Natural-language object grounding data

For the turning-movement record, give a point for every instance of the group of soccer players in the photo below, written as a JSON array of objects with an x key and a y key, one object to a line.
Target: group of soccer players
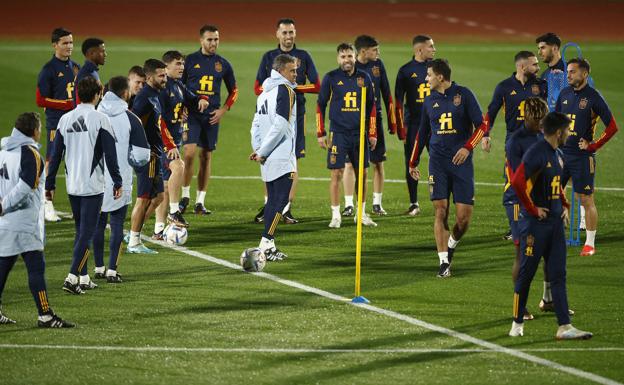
[{"x": 142, "y": 121}]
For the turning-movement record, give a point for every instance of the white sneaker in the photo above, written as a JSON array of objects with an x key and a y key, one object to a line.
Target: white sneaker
[
  {"x": 49, "y": 212},
  {"x": 335, "y": 223},
  {"x": 517, "y": 330}
]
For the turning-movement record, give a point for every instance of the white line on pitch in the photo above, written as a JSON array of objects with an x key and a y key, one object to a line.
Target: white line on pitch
[
  {"x": 411, "y": 320},
  {"x": 285, "y": 350}
]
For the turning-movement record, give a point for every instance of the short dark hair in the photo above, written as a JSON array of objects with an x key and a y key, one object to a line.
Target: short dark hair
[
  {"x": 92, "y": 42},
  {"x": 549, "y": 38},
  {"x": 441, "y": 67},
  {"x": 208, "y": 28},
  {"x": 345, "y": 47},
  {"x": 88, "y": 87},
  {"x": 555, "y": 121},
  {"x": 118, "y": 85},
  {"x": 582, "y": 63},
  {"x": 58, "y": 33},
  {"x": 28, "y": 122},
  {"x": 365, "y": 41},
  {"x": 151, "y": 65},
  {"x": 420, "y": 39},
  {"x": 522, "y": 55},
  {"x": 137, "y": 70},
  {"x": 284, "y": 21},
  {"x": 170, "y": 56}
]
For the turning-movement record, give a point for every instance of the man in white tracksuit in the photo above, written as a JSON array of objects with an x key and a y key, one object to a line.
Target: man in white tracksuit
[
  {"x": 273, "y": 136},
  {"x": 132, "y": 151}
]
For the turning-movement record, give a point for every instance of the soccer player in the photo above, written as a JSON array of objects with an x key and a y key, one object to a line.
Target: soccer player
[
  {"x": 537, "y": 182},
  {"x": 273, "y": 139},
  {"x": 286, "y": 34},
  {"x": 342, "y": 90},
  {"x": 175, "y": 98},
  {"x": 21, "y": 220},
  {"x": 150, "y": 188},
  {"x": 410, "y": 90},
  {"x": 367, "y": 48},
  {"x": 583, "y": 105},
  {"x": 204, "y": 71},
  {"x": 85, "y": 137},
  {"x": 55, "y": 87},
  {"x": 132, "y": 151},
  {"x": 94, "y": 52},
  {"x": 449, "y": 115}
]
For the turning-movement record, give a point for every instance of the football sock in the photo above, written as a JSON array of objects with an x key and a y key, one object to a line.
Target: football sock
[
  {"x": 443, "y": 256},
  {"x": 200, "y": 197},
  {"x": 590, "y": 238},
  {"x": 377, "y": 198},
  {"x": 186, "y": 191}
]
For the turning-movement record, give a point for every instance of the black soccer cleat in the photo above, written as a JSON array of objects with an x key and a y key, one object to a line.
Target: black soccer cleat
[
  {"x": 55, "y": 323},
  {"x": 289, "y": 219},
  {"x": 201, "y": 210},
  {"x": 348, "y": 211},
  {"x": 177, "y": 219},
  {"x": 184, "y": 202}
]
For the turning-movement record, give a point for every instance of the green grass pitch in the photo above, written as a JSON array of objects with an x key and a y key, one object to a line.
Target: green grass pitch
[{"x": 179, "y": 319}]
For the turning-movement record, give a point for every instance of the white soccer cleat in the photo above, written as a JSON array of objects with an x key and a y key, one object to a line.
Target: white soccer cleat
[
  {"x": 49, "y": 212},
  {"x": 517, "y": 330},
  {"x": 335, "y": 223}
]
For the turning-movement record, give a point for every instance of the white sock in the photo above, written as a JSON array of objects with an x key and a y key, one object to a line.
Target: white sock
[
  {"x": 286, "y": 208},
  {"x": 547, "y": 296},
  {"x": 452, "y": 242},
  {"x": 335, "y": 211},
  {"x": 377, "y": 198},
  {"x": 186, "y": 191},
  {"x": 200, "y": 197},
  {"x": 590, "y": 237},
  {"x": 158, "y": 227}
]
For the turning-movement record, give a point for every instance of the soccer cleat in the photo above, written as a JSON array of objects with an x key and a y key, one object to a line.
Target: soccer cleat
[
  {"x": 348, "y": 211},
  {"x": 413, "y": 210},
  {"x": 517, "y": 330},
  {"x": 201, "y": 210},
  {"x": 274, "y": 254},
  {"x": 335, "y": 223},
  {"x": 177, "y": 219},
  {"x": 377, "y": 209},
  {"x": 49, "y": 212},
  {"x": 184, "y": 202},
  {"x": 289, "y": 219},
  {"x": 444, "y": 271},
  {"x": 140, "y": 249},
  {"x": 569, "y": 332},
  {"x": 549, "y": 306},
  {"x": 259, "y": 218},
  {"x": 588, "y": 251},
  {"x": 72, "y": 288},
  {"x": 55, "y": 323}
]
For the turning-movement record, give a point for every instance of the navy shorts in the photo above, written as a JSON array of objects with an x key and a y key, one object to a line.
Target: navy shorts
[
  {"x": 446, "y": 178},
  {"x": 150, "y": 179},
  {"x": 582, "y": 170},
  {"x": 201, "y": 132},
  {"x": 345, "y": 147}
]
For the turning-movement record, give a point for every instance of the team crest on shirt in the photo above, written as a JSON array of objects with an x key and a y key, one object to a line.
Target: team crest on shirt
[{"x": 583, "y": 103}]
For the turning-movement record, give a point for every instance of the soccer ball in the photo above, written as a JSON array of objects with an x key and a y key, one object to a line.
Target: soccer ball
[
  {"x": 253, "y": 260},
  {"x": 176, "y": 235}
]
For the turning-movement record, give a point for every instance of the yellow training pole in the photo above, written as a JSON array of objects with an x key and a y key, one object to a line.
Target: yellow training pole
[{"x": 358, "y": 241}]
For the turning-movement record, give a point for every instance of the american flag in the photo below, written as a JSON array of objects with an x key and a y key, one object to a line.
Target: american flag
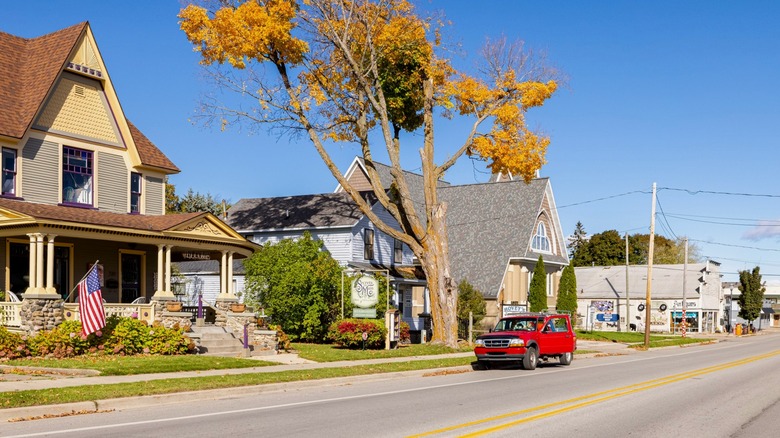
[{"x": 91, "y": 313}]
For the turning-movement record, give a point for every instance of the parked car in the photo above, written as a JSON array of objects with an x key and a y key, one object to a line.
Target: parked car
[{"x": 528, "y": 338}]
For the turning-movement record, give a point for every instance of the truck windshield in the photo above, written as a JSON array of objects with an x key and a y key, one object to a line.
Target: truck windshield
[{"x": 527, "y": 324}]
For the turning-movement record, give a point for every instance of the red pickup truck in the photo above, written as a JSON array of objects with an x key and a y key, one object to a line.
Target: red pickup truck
[{"x": 528, "y": 338}]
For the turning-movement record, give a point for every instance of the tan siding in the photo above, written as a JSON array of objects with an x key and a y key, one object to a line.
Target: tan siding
[
  {"x": 113, "y": 186},
  {"x": 40, "y": 172},
  {"x": 154, "y": 190},
  {"x": 78, "y": 106},
  {"x": 359, "y": 180}
]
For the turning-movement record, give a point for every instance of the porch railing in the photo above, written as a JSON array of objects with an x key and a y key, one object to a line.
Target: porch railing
[
  {"x": 144, "y": 312},
  {"x": 11, "y": 314}
]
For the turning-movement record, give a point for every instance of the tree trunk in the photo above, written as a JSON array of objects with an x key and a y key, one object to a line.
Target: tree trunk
[{"x": 443, "y": 294}]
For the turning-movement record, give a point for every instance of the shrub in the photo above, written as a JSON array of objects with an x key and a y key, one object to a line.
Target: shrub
[
  {"x": 63, "y": 341},
  {"x": 406, "y": 337},
  {"x": 282, "y": 340},
  {"x": 130, "y": 336},
  {"x": 12, "y": 345},
  {"x": 168, "y": 341},
  {"x": 349, "y": 333}
]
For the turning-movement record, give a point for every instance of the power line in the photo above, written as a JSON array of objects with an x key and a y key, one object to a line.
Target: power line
[{"x": 711, "y": 192}]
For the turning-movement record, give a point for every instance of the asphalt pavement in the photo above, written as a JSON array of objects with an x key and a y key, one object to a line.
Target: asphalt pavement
[{"x": 12, "y": 379}]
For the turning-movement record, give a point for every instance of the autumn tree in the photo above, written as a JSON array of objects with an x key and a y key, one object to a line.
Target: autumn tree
[
  {"x": 363, "y": 72},
  {"x": 752, "y": 291}
]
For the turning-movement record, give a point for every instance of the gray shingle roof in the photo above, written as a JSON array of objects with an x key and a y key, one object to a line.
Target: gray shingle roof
[
  {"x": 509, "y": 211},
  {"x": 294, "y": 212},
  {"x": 610, "y": 281}
]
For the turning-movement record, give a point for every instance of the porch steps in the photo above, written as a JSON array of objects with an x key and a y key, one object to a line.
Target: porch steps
[{"x": 216, "y": 341}]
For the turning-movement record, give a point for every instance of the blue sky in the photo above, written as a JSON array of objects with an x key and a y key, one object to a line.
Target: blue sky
[{"x": 684, "y": 94}]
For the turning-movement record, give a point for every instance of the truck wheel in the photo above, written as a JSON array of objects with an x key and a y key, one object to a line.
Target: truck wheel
[{"x": 530, "y": 358}]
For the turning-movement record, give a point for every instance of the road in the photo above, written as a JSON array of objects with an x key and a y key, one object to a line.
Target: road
[{"x": 720, "y": 390}]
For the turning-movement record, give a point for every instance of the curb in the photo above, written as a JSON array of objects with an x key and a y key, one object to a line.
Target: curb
[{"x": 115, "y": 404}]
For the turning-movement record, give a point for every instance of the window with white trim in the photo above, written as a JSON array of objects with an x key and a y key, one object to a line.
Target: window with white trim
[
  {"x": 9, "y": 172},
  {"x": 540, "y": 241}
]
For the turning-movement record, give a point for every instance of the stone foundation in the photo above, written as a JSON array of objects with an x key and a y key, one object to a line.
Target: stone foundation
[
  {"x": 41, "y": 314},
  {"x": 174, "y": 319}
]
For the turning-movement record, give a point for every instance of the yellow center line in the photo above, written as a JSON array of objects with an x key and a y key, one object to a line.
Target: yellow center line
[{"x": 586, "y": 400}]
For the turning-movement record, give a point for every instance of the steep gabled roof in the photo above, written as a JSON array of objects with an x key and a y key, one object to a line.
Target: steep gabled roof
[
  {"x": 489, "y": 224},
  {"x": 294, "y": 212},
  {"x": 29, "y": 69}
]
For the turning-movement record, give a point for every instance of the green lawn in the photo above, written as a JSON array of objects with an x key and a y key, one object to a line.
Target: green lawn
[
  {"x": 332, "y": 353},
  {"x": 144, "y": 364},
  {"x": 167, "y": 386}
]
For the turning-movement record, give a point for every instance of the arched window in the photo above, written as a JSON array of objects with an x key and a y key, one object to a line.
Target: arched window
[{"x": 541, "y": 242}]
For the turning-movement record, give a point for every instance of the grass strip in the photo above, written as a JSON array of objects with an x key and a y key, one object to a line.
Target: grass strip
[
  {"x": 332, "y": 353},
  {"x": 72, "y": 394},
  {"x": 142, "y": 364}
]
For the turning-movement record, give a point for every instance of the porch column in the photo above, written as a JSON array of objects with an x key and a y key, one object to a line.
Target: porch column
[
  {"x": 160, "y": 249},
  {"x": 224, "y": 293},
  {"x": 50, "y": 265},
  {"x": 163, "y": 292},
  {"x": 31, "y": 271},
  {"x": 168, "y": 249},
  {"x": 230, "y": 290}
]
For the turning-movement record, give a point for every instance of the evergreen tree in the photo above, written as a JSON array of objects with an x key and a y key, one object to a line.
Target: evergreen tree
[
  {"x": 567, "y": 293},
  {"x": 537, "y": 295},
  {"x": 469, "y": 300},
  {"x": 752, "y": 298},
  {"x": 576, "y": 240}
]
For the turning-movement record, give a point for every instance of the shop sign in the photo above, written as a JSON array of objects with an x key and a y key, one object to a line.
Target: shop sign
[
  {"x": 510, "y": 310},
  {"x": 365, "y": 292}
]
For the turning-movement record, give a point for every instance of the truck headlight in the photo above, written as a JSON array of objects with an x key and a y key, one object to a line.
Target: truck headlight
[{"x": 516, "y": 343}]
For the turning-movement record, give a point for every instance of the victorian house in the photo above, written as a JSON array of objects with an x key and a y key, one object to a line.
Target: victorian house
[{"x": 82, "y": 185}]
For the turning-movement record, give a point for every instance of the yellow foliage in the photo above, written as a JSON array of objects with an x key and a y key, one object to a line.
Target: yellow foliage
[{"x": 249, "y": 31}]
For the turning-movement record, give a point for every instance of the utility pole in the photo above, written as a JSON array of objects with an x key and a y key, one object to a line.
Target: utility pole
[
  {"x": 685, "y": 303},
  {"x": 650, "y": 271},
  {"x": 628, "y": 300}
]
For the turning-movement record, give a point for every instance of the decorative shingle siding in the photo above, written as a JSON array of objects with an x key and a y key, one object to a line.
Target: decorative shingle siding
[
  {"x": 40, "y": 170},
  {"x": 154, "y": 190},
  {"x": 112, "y": 183}
]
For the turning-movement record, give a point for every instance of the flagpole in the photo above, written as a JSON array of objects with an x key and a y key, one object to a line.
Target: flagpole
[{"x": 94, "y": 265}]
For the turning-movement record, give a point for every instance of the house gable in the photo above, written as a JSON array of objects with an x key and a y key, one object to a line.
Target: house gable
[{"x": 78, "y": 107}]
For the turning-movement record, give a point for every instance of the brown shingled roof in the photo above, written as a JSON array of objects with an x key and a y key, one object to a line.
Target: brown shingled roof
[
  {"x": 95, "y": 217},
  {"x": 149, "y": 153},
  {"x": 28, "y": 70}
]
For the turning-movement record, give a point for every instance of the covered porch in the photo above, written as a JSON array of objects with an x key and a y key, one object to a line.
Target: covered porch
[{"x": 48, "y": 249}]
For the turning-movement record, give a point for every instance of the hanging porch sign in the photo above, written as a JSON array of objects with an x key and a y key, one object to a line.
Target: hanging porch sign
[{"x": 365, "y": 292}]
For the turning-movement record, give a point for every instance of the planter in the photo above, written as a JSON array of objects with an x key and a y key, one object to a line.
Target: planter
[{"x": 237, "y": 308}]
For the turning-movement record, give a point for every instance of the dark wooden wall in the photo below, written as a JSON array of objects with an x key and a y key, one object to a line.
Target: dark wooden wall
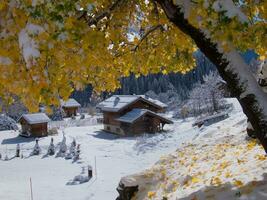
[{"x": 70, "y": 111}]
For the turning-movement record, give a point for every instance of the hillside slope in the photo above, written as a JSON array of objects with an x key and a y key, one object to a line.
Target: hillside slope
[{"x": 220, "y": 163}]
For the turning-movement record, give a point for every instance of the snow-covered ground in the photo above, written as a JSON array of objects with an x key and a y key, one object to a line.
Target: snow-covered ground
[
  {"x": 220, "y": 163},
  {"x": 115, "y": 158}
]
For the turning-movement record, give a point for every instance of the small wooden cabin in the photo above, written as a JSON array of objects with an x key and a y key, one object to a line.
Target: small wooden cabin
[
  {"x": 34, "y": 125},
  {"x": 133, "y": 114},
  {"x": 70, "y": 107}
]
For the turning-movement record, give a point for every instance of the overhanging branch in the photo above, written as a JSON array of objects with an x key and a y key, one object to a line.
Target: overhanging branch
[
  {"x": 150, "y": 30},
  {"x": 93, "y": 20}
]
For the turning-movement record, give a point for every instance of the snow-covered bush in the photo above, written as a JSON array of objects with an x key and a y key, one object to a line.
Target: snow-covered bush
[
  {"x": 7, "y": 123},
  {"x": 62, "y": 147},
  {"x": 51, "y": 148},
  {"x": 170, "y": 97},
  {"x": 72, "y": 150},
  {"x": 57, "y": 114},
  {"x": 36, "y": 148},
  {"x": 207, "y": 97}
]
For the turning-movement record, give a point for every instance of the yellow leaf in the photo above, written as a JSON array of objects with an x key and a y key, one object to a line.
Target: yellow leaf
[
  {"x": 195, "y": 180},
  {"x": 260, "y": 157},
  {"x": 151, "y": 194},
  {"x": 238, "y": 183}
]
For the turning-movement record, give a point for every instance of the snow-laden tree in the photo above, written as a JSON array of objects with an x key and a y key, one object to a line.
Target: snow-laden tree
[
  {"x": 43, "y": 42},
  {"x": 206, "y": 97}
]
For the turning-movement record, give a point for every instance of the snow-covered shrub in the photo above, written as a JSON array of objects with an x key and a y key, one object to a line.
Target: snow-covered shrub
[
  {"x": 170, "y": 97},
  {"x": 72, "y": 150},
  {"x": 81, "y": 179},
  {"x": 207, "y": 97},
  {"x": 57, "y": 114},
  {"x": 62, "y": 147},
  {"x": 53, "y": 131},
  {"x": 51, "y": 148},
  {"x": 7, "y": 123},
  {"x": 36, "y": 149}
]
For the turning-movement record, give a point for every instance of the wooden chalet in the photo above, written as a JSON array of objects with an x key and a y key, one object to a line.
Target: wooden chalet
[
  {"x": 133, "y": 114},
  {"x": 34, "y": 125},
  {"x": 70, "y": 107}
]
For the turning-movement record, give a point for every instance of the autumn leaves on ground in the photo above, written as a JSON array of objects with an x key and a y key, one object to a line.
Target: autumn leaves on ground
[{"x": 226, "y": 166}]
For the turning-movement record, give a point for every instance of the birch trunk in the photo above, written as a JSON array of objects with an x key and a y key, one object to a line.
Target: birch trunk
[{"x": 232, "y": 69}]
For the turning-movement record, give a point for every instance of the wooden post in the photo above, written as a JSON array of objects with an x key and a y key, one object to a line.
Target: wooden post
[
  {"x": 31, "y": 188},
  {"x": 90, "y": 171},
  {"x": 95, "y": 168}
]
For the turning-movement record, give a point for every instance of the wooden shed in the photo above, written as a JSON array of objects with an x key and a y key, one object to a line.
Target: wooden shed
[
  {"x": 34, "y": 125},
  {"x": 140, "y": 110},
  {"x": 70, "y": 107},
  {"x": 142, "y": 121}
]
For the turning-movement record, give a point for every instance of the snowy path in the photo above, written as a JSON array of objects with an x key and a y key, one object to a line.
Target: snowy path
[{"x": 116, "y": 157}]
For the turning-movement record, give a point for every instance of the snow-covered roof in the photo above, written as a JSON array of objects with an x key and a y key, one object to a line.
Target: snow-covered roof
[
  {"x": 118, "y": 102},
  {"x": 69, "y": 103},
  {"x": 35, "y": 118},
  {"x": 136, "y": 113}
]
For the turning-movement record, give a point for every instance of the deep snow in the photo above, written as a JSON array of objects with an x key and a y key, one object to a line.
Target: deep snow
[{"x": 115, "y": 157}]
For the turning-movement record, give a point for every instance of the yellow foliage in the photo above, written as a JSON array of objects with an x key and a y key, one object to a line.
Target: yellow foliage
[
  {"x": 215, "y": 181},
  {"x": 238, "y": 183},
  {"x": 151, "y": 194},
  {"x": 260, "y": 157},
  {"x": 74, "y": 54}
]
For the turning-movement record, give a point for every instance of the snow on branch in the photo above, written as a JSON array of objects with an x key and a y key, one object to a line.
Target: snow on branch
[
  {"x": 231, "y": 10},
  {"x": 28, "y": 45}
]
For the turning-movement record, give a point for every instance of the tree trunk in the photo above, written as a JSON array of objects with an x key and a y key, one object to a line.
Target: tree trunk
[{"x": 235, "y": 72}]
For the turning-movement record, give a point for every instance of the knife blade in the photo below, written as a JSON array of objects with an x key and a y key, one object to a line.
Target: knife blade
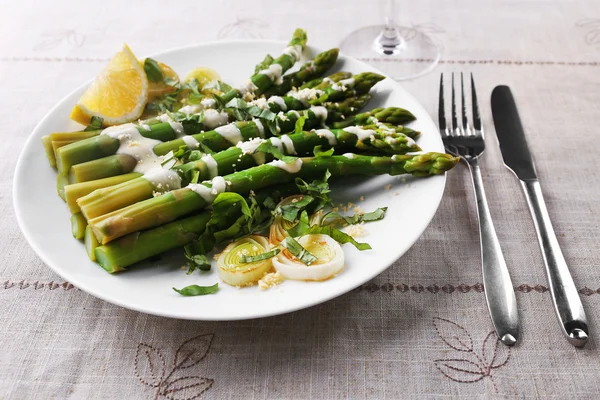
[{"x": 517, "y": 157}]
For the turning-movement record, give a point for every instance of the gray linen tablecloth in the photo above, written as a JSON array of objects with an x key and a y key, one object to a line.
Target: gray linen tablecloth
[{"x": 421, "y": 328}]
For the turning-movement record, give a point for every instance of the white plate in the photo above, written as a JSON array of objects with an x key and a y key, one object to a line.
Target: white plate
[{"x": 44, "y": 218}]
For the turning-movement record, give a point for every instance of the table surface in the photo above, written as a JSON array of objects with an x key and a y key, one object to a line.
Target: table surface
[{"x": 421, "y": 328}]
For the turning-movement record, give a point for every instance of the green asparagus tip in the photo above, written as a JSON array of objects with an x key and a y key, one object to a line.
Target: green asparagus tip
[
  {"x": 299, "y": 38},
  {"x": 430, "y": 164}
]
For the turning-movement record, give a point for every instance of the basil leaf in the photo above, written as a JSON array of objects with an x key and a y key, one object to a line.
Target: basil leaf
[
  {"x": 153, "y": 71},
  {"x": 376, "y": 215},
  {"x": 260, "y": 257},
  {"x": 195, "y": 290},
  {"x": 290, "y": 211},
  {"x": 301, "y": 227},
  {"x": 318, "y": 152},
  {"x": 319, "y": 189},
  {"x": 263, "y": 64},
  {"x": 95, "y": 124},
  {"x": 298, "y": 251},
  {"x": 194, "y": 260},
  {"x": 338, "y": 236},
  {"x": 299, "y": 124}
]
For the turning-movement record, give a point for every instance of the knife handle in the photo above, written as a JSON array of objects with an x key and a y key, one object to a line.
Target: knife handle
[
  {"x": 565, "y": 297},
  {"x": 499, "y": 290}
]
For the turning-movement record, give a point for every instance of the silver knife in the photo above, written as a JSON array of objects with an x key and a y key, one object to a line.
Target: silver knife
[{"x": 518, "y": 159}]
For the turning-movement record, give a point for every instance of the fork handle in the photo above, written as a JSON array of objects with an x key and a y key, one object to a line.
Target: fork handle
[
  {"x": 499, "y": 291},
  {"x": 567, "y": 303}
]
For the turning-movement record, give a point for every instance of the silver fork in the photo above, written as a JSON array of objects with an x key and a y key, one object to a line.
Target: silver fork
[{"x": 467, "y": 143}]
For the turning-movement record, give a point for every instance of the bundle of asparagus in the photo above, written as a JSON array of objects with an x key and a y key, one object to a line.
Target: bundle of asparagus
[{"x": 137, "y": 190}]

▸ Task instructions
Would you retype exactly the lines above, from the line with "the white sneaker" to the line with "of the short", with both end lines kept and nothing more?

▸ Reply to the task
For the turning-movement record, give a point for every instance of the white sneaker in the photo above, written as a JSON array of objects with an x key and a y key, one object to a line.
Target: white sneaker
[
  {"x": 49, "y": 212},
  {"x": 335, "y": 223},
  {"x": 517, "y": 330}
]
For the turning-movement record, give a point for every instance of the white line on pitch in the photo above, written as a JSON array of objects with an x key and a y key, one object to a line.
Target: white line on pitch
[
  {"x": 411, "y": 320},
  {"x": 285, "y": 350}
]
For the turning-movement record, give a point for every instance of the short dark hair in the photo above, written as a JSON array of objects with an x key and a y key, one object to a line.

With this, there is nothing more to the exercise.